--- Exercise ---
Please rewrite the items below, swapping every "jersey sleeve" for "shirt collar" and leaving everything else unchanged. Omit the pictures from your answer.

--- Records for the task ---
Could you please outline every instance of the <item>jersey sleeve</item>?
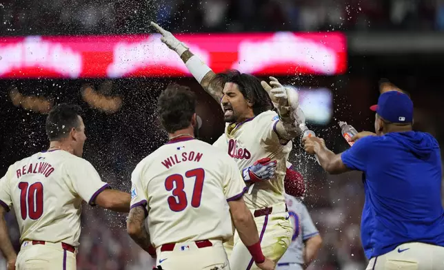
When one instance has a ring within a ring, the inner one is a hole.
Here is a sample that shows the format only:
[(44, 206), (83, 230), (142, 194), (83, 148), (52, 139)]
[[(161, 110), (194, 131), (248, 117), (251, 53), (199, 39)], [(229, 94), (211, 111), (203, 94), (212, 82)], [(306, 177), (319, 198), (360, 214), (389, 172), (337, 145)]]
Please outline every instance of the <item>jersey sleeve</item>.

--- Finished task ---
Could you please outline every instance of the <item>shirt collar</item>?
When one instance has a ring within a ring, the inner one is a hole.
Here is a sample that shows the format only:
[(44, 206), (83, 230), (142, 194), (83, 148), (52, 139)]
[[(161, 110), (194, 131), (248, 117), (251, 53), (199, 39)], [(229, 94), (211, 111), (203, 94), (212, 82)], [(306, 177), (319, 198), (360, 214), (389, 172), (337, 145)]]
Please outline every instance of the <item>shirt collar</item>.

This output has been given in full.